-- START OF Stored records --

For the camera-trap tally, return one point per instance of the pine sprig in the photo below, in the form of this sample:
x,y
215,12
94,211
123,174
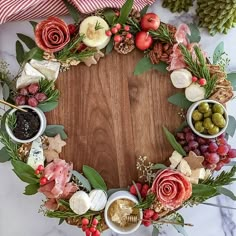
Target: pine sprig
x,y
199,67
10,146
162,34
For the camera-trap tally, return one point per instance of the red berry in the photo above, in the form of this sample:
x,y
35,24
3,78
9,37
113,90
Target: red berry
x,y
129,36
108,33
33,88
147,214
85,221
117,38
72,28
20,100
155,216
114,30
118,26
41,97
33,102
43,181
95,221
127,28
194,79
23,91
202,81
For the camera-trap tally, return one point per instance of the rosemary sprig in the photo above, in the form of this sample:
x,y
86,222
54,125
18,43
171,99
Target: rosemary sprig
x,y
98,26
162,34
10,146
199,67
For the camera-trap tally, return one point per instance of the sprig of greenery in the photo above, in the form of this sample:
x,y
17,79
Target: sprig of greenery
x,y
199,67
10,146
162,34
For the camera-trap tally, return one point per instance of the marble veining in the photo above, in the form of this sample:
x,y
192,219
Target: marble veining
x,y
19,213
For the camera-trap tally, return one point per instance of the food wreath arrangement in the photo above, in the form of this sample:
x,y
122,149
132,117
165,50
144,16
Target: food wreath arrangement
x,y
200,149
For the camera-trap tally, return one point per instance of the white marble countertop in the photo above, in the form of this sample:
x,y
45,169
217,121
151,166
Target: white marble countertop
x,y
19,213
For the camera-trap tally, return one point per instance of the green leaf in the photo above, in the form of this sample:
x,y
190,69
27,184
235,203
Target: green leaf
x,y
29,42
171,138
231,126
4,156
195,33
5,91
109,16
110,46
31,189
142,66
159,167
72,11
82,180
19,52
226,192
48,106
232,78
33,23
53,130
218,52
94,178
180,100
124,11
144,10
203,190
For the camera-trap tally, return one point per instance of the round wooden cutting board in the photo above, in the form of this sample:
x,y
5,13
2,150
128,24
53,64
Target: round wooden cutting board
x,y
112,117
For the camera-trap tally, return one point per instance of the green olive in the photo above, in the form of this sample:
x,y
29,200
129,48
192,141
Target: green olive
x,y
203,107
214,130
199,126
207,123
217,108
197,115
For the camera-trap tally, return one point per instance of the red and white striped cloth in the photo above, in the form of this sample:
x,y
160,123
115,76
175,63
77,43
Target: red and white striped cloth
x,y
12,10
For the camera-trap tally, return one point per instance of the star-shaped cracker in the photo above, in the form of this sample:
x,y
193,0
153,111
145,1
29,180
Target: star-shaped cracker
x,y
194,161
56,143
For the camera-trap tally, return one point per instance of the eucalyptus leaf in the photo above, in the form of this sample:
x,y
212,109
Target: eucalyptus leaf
x,y
226,192
31,189
159,167
218,52
124,11
180,100
53,130
4,156
72,11
48,106
5,91
171,138
231,126
109,16
110,46
29,42
94,178
19,52
195,36
82,180
232,78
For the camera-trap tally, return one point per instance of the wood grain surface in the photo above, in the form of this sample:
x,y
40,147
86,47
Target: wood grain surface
x,y
112,116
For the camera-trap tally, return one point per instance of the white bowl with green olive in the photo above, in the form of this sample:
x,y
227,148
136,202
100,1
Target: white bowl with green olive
x,y
207,118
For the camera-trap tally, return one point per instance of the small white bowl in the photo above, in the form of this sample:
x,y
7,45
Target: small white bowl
x,y
121,230
43,123
190,122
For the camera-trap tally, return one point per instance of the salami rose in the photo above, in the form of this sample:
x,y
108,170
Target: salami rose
x,y
171,188
52,35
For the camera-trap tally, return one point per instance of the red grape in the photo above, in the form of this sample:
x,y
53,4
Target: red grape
x,y
213,158
223,150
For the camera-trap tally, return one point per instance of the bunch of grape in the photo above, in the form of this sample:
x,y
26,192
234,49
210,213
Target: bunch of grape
x,y
30,95
217,152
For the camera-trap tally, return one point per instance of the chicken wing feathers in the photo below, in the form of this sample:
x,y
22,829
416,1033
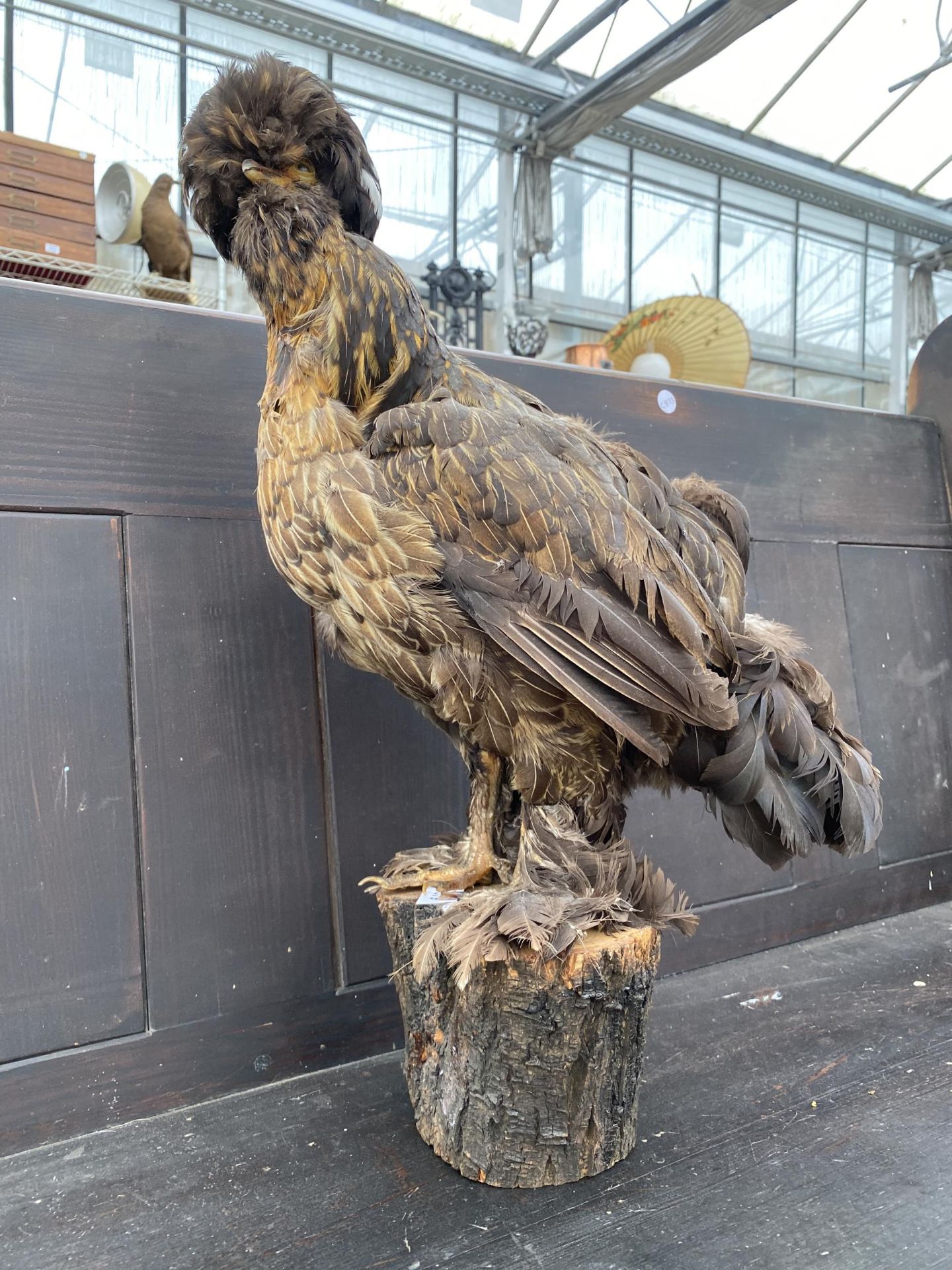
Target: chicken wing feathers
x,y
567,560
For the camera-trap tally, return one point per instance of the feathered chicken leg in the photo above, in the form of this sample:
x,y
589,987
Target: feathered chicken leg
x,y
462,864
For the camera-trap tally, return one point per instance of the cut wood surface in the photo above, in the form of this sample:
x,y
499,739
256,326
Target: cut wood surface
x,y
528,1076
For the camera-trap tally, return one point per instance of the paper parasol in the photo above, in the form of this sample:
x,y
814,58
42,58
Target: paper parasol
x,y
703,339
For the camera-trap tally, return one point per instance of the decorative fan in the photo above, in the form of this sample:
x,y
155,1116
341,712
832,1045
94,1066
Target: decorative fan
x,y
695,338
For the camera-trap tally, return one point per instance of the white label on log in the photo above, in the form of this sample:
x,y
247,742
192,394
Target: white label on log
x,y
434,898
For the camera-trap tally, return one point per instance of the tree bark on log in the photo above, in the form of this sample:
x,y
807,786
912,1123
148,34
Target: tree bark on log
x,y
530,1075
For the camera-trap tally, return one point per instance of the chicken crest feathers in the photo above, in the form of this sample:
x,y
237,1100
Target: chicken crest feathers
x,y
276,114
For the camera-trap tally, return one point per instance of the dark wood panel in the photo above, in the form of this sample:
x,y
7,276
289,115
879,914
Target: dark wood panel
x,y
754,922
900,624
151,408
70,968
235,872
141,409
106,1085
397,784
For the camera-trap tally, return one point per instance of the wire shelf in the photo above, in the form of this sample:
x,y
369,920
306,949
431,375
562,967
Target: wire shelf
x,y
99,277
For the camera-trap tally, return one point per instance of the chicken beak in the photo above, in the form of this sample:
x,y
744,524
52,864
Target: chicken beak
x,y
254,172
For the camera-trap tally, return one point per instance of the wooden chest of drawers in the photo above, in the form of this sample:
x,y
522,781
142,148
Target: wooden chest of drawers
x,y
48,202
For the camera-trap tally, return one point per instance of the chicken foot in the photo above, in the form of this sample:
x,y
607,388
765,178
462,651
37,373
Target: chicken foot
x,y
457,865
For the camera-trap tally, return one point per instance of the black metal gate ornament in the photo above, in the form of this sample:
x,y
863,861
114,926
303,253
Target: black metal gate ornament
x,y
456,294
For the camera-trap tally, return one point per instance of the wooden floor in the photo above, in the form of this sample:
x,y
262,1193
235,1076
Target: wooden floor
x,y
797,1113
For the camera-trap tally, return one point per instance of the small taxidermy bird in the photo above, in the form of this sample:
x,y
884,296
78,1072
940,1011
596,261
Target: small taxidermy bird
x,y
571,618
164,235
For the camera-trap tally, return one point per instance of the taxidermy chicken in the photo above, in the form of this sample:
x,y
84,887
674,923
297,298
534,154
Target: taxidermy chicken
x,y
164,237
571,618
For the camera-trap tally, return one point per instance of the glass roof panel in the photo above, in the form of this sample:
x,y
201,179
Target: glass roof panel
x,y
824,113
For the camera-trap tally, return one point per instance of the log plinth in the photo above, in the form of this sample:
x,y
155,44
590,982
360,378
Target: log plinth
x,y
530,1075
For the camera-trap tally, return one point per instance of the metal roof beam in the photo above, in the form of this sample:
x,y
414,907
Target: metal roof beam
x,y
941,62
803,67
539,24
688,42
582,28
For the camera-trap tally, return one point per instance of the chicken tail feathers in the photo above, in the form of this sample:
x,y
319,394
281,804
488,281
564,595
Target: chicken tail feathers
x,y
789,777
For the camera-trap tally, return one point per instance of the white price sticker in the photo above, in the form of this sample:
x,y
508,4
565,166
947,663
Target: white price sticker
x,y
666,402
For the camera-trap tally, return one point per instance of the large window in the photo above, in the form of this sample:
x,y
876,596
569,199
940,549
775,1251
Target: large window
x,y
234,40
757,277
673,247
814,287
98,85
477,186
414,159
588,263
829,299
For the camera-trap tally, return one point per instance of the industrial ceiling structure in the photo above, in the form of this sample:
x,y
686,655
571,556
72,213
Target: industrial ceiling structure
x,y
861,84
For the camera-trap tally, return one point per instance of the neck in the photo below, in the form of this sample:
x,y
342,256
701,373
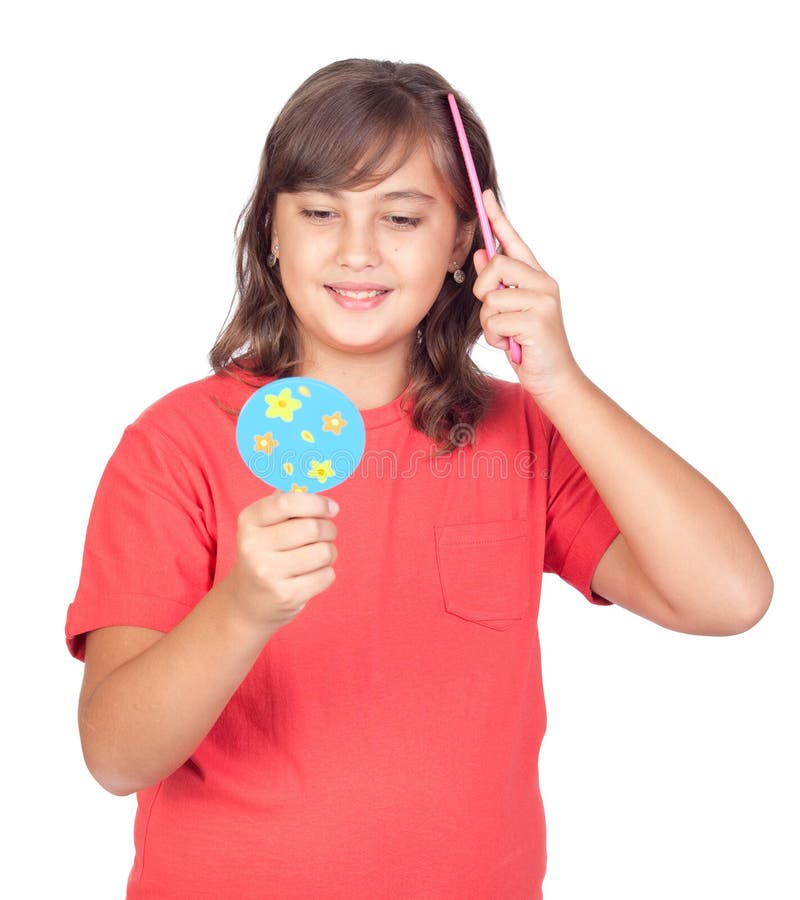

-- END OF Stored records --

Work to do
Return every line of the listing above that contains the word "sticker", treating uppercase and lowercase letters as different.

Output
For the camera-trap tally, return one point per instance of the white price sticker in the photo above, in the form of this sample:
Target: white price sticker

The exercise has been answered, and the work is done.